(Beginning of EXCERPT PROVIDED)
KCHUNG PUBLIC: Labor

Los Angeles Artists Union, founded in 2011, was a 3 year project that sought to reimagine compensation, equity, and mutual aid in the Los Angeles art industry and beyond. On May 13th, 2023 KCHUNG (also founded in 2011) invites the public to the Geffen Contemporary at MOCA for an afternoon of performances, installations, and publications that probe visitors to think about the relationship between artists, art workers, and labor movements and how it has evolved in the last 12 years.

Participants include Artzenkraft, Alejandra Herrera Silva with Trinidad McMurry Herrera, Llano del Rio Collective, Alan Nakagawa, Haleigh Nickerson, Nicholas Phillips, Kim Ye, and Kim Zumfe.
(End of EXCERPT PROVIDED)
(Beginning of LISTED ENTRIES)
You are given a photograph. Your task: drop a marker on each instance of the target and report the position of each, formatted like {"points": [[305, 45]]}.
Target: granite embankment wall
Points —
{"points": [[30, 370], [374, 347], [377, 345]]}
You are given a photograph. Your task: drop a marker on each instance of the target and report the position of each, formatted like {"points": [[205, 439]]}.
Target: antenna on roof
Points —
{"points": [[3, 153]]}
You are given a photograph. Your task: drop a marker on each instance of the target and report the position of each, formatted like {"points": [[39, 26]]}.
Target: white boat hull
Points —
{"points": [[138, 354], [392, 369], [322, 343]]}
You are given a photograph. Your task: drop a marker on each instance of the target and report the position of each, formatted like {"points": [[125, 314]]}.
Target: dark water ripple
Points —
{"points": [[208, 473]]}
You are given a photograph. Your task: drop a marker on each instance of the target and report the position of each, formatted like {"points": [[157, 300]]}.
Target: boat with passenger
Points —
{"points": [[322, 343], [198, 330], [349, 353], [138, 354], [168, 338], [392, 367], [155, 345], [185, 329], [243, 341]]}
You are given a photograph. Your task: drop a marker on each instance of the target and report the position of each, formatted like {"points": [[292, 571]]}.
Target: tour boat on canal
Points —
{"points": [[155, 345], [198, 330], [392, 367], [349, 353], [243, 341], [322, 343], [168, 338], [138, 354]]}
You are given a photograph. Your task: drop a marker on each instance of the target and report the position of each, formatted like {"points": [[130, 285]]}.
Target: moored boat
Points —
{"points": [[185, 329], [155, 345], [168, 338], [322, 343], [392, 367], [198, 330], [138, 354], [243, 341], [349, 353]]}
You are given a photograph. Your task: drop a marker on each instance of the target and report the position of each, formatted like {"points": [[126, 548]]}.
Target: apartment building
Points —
(End of LISTED ENTRIES)
- EXERCISE PROMPT: Condense the paragraph in the event announcement that begins "Los Angeles Artists Union, founded in 2011" into a short bulleted list that keeps its main facts.

- ANSWER:
- Los Angeles Artists Union: founded in 2011 as a 3-year project to reimagine compensation, equity, and mutual aid in the Los Angeles art industry and beyond.
- KCHUNG, also founded in 2011, invites the public to the Geffen Contemporary at MOCA on May 13th, 2023.
- The afternoon offers performances, installations, and publications.
- Focus: the relationship between artists, art workers, and labor movements, and how it has evolved over the last 12 years.